*Set task 1:* Rewrite the entries from the line containing "Detect the side" down through the line containing "top-left (551, 182), bottom-right (613, 274)", changing "vaulted ceiling" to "arched ceiling" and leaving everything else as it is.

*Passage:*
★ ★ ★ ★ ★
This text is also available in German. – Dieser Text in deutscher Sprache.


Peter Moeller

A Brief Summary of my Philosophy (1990)


In the course of my involvement with philosophy and science it became clear to me that people have developed the most diverse religions and scientific world views in their history. And the "great philosophers" have produced the most diverse, contradictory philosophies and declared each other to be charlatans.
When it became clear to me that my senses, my reason and my feelings can deceive me, I did something which numerous people have done before me; I doubted everything! This doubt may even appear absurd. The goal was to find something which would stand up against the most absurd doubt. If I had such a thing, I believed, then I would have an unshakeable point of reference from which I could perhaps build a system of secure knowledge. [1]
In the process of doubting I first came to the conclusion that only immediate experience is sure; but as my subjective experience, not as an objective event or fact. Every claim which exceeds immediate experience could be false and could be doubted.
The next step was the knowledge that a string of claims which exceeds immediate experience can with certainty be dismissed as false. If every claim which exceeds the immediate experience remained doubtable, I could not judge whether Rumpelstiltskin and the other fairy tale figures from the Grimm Brothers exist or not. But I dismiss the existence of Rumpelstiltskin. Not because I can prove that there is no Rumpelstiltskin, but because the statement "Rumpelstiltskin exists" is naive. [2]
I exist on a certain intellectual level which has not only a quantitative, but also a qualitative aspect. (This level is certainly not the highest which is possible for humans or for "Being". Such an assumption would again seem naive to me.) This qualitative level leads to the necessity of discarding a certain number of statements. Since an exclusionary claim is also a "It is thus!" in reverse, my scepticism is partially overcome by a certain amount of truths, but remains basically intact.
★ ★ ★ ★ ★
*Supplied records:*
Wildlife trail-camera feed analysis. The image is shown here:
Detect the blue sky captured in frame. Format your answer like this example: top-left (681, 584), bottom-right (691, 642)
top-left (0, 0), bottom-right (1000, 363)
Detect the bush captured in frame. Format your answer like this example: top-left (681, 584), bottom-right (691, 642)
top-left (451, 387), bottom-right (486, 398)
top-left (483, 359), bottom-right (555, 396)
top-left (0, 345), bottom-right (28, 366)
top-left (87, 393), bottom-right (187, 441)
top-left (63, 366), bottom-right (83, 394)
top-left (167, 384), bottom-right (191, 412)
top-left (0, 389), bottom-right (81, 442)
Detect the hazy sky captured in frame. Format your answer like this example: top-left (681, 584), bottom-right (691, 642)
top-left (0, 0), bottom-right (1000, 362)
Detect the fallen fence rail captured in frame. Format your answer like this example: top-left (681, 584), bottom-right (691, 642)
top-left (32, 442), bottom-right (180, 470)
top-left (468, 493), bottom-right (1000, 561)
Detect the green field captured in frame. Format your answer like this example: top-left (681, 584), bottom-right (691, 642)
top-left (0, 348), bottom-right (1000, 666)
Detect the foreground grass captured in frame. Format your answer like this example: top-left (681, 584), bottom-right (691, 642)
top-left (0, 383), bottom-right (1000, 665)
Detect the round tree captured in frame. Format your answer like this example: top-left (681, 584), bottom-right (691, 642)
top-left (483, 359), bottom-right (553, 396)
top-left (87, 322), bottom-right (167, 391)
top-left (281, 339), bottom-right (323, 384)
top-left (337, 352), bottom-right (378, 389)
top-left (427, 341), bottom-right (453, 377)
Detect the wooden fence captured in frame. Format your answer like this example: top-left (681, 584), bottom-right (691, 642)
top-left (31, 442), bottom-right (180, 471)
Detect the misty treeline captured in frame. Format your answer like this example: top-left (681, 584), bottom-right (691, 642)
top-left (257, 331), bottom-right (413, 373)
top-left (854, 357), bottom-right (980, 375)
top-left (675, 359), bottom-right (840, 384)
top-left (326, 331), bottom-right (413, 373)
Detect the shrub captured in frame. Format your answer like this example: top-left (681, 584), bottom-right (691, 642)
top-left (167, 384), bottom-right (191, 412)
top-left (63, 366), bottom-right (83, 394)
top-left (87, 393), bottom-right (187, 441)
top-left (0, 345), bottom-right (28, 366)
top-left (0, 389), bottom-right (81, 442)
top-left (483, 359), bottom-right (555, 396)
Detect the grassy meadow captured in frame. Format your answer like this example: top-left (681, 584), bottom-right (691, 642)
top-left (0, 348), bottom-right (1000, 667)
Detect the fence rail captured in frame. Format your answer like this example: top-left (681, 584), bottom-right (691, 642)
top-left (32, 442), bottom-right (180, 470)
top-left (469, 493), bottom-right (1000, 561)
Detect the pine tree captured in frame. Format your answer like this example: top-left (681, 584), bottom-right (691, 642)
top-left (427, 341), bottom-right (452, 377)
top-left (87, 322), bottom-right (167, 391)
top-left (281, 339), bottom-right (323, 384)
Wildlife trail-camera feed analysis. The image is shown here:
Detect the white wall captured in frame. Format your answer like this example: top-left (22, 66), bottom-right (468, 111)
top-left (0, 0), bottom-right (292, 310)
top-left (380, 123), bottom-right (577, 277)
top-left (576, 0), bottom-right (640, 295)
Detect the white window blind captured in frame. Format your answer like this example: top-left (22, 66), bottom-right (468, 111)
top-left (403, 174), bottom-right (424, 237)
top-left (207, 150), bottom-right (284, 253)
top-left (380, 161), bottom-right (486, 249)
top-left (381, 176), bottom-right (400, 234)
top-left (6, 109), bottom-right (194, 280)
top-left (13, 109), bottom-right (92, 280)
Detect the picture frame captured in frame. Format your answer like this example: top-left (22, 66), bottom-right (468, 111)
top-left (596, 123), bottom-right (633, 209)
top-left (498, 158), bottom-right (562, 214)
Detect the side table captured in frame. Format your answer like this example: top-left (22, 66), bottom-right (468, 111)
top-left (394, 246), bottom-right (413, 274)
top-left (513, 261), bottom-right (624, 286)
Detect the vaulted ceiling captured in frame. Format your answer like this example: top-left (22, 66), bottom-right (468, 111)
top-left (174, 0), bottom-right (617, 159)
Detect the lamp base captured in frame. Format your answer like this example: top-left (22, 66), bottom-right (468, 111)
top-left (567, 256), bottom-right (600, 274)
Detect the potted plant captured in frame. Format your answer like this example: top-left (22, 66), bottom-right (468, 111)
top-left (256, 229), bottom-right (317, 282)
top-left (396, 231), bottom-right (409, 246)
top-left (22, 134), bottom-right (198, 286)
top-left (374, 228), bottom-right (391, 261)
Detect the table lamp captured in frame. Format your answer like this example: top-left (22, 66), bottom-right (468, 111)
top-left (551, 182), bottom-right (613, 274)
★ ★ ★ ★ ★
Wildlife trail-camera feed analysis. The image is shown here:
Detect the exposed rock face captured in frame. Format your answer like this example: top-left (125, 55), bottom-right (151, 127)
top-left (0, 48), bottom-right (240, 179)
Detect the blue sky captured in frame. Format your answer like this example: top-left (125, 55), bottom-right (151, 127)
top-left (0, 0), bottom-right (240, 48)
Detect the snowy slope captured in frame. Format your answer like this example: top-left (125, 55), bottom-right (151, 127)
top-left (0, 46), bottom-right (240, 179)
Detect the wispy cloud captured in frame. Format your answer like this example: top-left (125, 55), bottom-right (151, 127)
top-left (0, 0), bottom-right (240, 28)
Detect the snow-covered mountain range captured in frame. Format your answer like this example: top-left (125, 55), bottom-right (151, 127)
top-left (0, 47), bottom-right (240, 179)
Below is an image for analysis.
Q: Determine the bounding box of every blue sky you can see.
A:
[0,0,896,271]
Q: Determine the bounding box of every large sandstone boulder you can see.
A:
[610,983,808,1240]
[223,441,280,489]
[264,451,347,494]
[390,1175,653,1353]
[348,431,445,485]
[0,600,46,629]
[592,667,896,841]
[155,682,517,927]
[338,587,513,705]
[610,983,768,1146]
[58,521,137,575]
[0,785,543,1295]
★ ★ ★ ★ ★
*Set task 2:* According to the philosophy summary, what did the process of doubting first show to be sure?

*Task output 1:*
Detect the side table captured in frame. Format your answer like this example: top-left (22, 66), bottom-right (468, 111)
top-left (394, 246), bottom-right (413, 274)
top-left (513, 261), bottom-right (624, 286)
Detect the arched ceiling captured in frame. Format your answer like this example: top-left (22, 66), bottom-right (468, 111)
top-left (174, 0), bottom-right (617, 159)
Detect the lamp base captured in frame. Format your answer like this example: top-left (22, 66), bottom-right (468, 111)
top-left (567, 256), bottom-right (600, 274)
Detect the potted plant captured in frame. Format your answer like this example: top-left (22, 66), bottom-right (468, 111)
top-left (256, 229), bottom-right (317, 282)
top-left (396, 231), bottom-right (409, 246)
top-left (22, 134), bottom-right (198, 286)
top-left (374, 228), bottom-right (391, 261)
Detect the table lamp captured in frame. Format your answer like this example: top-left (22, 66), bottom-right (468, 111)
top-left (551, 182), bottom-right (613, 274)

*Task output 2:* Only immediate experience is sure, as subjective experience rather than as an objective event or fact.